Start of TEXT BLOCK

U.S. presidential elections: Market-unfriendly results?
One of the biggest risks that could catalyze a correction would be if a corporate-unfriendly candidate gains momentum. We will be watching the results of Super Tuesday on March 3. So far, after the Iowa caucus and New Hampshire primary, Democratic presidential hopefuls Bernie Sanders and Pete Buttigieg are pretty close. We expect a risk-on scenario if the most market friendly candidate wins while we expect a risk-off scenario in the event that a non-market friendly candidate wins.
Hard Brexit
Despite the UK’s departure from the EU at the end of January 2020, there is still no certainty on a transition deal that would give the market more visibility out to 2021. It is difficult to forecast how Gilts would trade in the event that no UK-EU transitional trade deals were reached and if UK economic data weakened. Would there be a traditional risk off reaction, with lower yields in the short term—or would concerns about UK credit risks drive yields significantly higher for the medium term?
Political unrest
It is reasonable to assume that political risk will be a market issue again this year. Instability in Iran and the Middle East remains a risk as do North Korea’s potential nuclear capabilities. Social unrest in Latin America, particularly in Chile and Ecuador, remains a tail risk that could put pressure on oil prices and the bond market. Political rebellion and social unrest can also be seen in political upheaval in the Catalonia region of Spain and more recently in Hong Kong.
Significant fiscal policy
Momentum is toward more fiscal easing globally; over time this could drive yields higher, given greater bond supply and support for growth. We expect to see moderate fiscal easing in the eurozone, especially in Germany, with increased investment in the green sector. We could also see more fiscal spending in other areas of the EU, though it is currently uncoordinated and tentative. In the U.S., if the next president wins on a strong mandate with a majority in both houses of Congress, we could see another fiscal package implemented in 2021 that would likely give a boost to the U.S. economy. We also anticipate stronger fiscal support for growth in China, especially in the form of medical investment to contain the coronavirus epidemic.

End of TEXT BLOCK

- QUESTIONS ON THE MATERIAL
1. In the text on market risks, on what date is Super Tuesday held?
2. Reproduce the text on market risks verbatim from "Political unrest" through "in Hong Kong.", inclusive.
The data is separate material, unrelated to the text on market risks.

Start of DATA SHOWN

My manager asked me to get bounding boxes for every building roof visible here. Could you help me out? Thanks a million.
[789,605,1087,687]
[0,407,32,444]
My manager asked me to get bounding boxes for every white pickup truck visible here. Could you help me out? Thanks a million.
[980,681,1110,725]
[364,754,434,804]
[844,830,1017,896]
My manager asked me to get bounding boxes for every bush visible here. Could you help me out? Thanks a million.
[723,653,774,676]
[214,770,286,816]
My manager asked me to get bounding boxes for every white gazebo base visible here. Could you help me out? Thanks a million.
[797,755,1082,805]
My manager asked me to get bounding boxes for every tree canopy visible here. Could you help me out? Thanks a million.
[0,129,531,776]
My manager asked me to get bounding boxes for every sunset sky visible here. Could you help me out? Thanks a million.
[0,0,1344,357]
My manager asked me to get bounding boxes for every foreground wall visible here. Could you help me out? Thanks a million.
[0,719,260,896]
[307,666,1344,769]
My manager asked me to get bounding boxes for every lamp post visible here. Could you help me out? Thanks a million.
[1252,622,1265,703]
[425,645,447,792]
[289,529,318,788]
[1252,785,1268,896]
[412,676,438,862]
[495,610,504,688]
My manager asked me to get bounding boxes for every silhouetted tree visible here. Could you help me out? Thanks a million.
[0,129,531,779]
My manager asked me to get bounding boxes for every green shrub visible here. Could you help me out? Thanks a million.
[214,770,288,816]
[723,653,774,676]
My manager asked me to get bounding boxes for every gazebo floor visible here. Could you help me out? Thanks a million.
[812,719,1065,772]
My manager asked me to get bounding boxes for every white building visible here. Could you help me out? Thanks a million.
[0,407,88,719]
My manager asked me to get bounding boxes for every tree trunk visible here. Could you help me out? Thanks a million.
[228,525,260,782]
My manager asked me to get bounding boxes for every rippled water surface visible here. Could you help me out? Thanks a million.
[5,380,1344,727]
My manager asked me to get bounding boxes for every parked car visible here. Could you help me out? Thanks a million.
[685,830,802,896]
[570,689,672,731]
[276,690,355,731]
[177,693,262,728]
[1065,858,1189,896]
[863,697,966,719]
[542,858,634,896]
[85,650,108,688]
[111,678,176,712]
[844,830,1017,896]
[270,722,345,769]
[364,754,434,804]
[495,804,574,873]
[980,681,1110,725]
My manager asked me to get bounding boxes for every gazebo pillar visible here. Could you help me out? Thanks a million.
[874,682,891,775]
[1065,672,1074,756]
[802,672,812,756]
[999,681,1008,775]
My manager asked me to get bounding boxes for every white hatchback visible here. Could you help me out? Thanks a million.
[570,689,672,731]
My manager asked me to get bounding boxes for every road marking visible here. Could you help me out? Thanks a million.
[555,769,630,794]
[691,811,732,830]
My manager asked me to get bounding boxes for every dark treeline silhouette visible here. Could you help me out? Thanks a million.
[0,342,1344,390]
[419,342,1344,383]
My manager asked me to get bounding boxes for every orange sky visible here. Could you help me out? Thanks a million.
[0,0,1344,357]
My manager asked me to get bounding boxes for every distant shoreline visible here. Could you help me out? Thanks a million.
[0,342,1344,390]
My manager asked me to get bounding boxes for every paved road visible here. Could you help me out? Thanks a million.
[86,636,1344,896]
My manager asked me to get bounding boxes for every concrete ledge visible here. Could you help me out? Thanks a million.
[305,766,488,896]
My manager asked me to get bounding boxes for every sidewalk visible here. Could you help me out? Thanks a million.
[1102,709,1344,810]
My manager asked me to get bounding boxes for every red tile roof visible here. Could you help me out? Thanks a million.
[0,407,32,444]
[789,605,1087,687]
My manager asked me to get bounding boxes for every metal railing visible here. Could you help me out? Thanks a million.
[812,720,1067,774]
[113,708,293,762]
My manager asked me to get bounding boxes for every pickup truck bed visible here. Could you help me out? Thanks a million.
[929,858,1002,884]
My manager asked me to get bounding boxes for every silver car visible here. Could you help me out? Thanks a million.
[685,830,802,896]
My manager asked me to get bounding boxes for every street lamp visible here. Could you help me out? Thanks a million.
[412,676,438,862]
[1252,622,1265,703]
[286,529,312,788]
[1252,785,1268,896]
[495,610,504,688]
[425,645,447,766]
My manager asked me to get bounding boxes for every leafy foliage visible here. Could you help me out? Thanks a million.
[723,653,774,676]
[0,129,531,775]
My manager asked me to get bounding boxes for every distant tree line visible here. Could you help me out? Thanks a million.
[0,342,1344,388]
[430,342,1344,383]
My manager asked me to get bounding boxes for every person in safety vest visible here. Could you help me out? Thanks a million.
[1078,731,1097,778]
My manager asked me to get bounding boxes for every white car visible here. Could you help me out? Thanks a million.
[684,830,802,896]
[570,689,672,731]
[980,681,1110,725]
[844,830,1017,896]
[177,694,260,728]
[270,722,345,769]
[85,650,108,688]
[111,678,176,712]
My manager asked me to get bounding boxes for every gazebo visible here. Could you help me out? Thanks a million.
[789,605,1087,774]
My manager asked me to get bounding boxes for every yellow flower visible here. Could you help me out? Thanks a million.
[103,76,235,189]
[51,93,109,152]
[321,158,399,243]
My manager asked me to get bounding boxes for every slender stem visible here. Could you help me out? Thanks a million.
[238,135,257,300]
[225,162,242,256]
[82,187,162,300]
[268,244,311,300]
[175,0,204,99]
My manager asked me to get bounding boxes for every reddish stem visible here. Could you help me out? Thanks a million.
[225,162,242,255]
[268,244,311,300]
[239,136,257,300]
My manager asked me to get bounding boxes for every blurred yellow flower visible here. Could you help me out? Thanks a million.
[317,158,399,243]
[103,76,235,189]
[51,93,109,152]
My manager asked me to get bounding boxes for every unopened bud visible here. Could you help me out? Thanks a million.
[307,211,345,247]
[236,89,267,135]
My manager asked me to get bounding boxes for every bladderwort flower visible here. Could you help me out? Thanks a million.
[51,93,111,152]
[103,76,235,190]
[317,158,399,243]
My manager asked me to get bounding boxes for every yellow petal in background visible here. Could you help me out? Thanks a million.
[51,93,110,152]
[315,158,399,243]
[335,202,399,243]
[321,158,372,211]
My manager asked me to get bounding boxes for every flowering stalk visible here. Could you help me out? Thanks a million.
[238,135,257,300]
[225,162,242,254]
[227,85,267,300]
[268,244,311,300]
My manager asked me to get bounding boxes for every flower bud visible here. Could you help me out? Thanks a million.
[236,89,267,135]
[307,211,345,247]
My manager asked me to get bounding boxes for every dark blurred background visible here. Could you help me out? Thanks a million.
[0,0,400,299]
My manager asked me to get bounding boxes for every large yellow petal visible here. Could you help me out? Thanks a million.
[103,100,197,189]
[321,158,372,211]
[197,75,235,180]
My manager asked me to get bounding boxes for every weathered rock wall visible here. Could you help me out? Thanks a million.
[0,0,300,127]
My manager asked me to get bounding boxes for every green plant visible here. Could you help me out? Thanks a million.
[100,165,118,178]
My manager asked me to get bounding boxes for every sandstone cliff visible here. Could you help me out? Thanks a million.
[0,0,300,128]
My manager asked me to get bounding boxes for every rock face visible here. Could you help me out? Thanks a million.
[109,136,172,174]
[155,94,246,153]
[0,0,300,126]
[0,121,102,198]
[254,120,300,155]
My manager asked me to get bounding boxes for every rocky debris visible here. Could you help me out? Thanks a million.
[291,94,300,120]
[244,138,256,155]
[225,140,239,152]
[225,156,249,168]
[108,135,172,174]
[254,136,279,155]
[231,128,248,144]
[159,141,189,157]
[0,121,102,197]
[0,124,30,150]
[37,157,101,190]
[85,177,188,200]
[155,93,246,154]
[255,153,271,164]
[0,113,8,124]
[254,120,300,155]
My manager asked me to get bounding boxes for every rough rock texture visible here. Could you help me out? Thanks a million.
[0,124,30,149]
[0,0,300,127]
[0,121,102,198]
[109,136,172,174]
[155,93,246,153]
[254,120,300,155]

End of DATA SHOWN

- EXPECTED OUTPUTS
1. March 3.

2.
Political unrest
It is reasonable to assume that political risk will be a market issue again this year. Instability in Iran and the Middle East remains a risk as do North Korea’s potential nuclear capabilities. Social unrest in Latin America, particularly in Chile and Ecuador, remains a tail risk that could put pressure on oil prices and the bond market. Political rebellion and social unrest can also be seen in political upheaval in the Catalonia region of Spain and more recently in Hong Kong.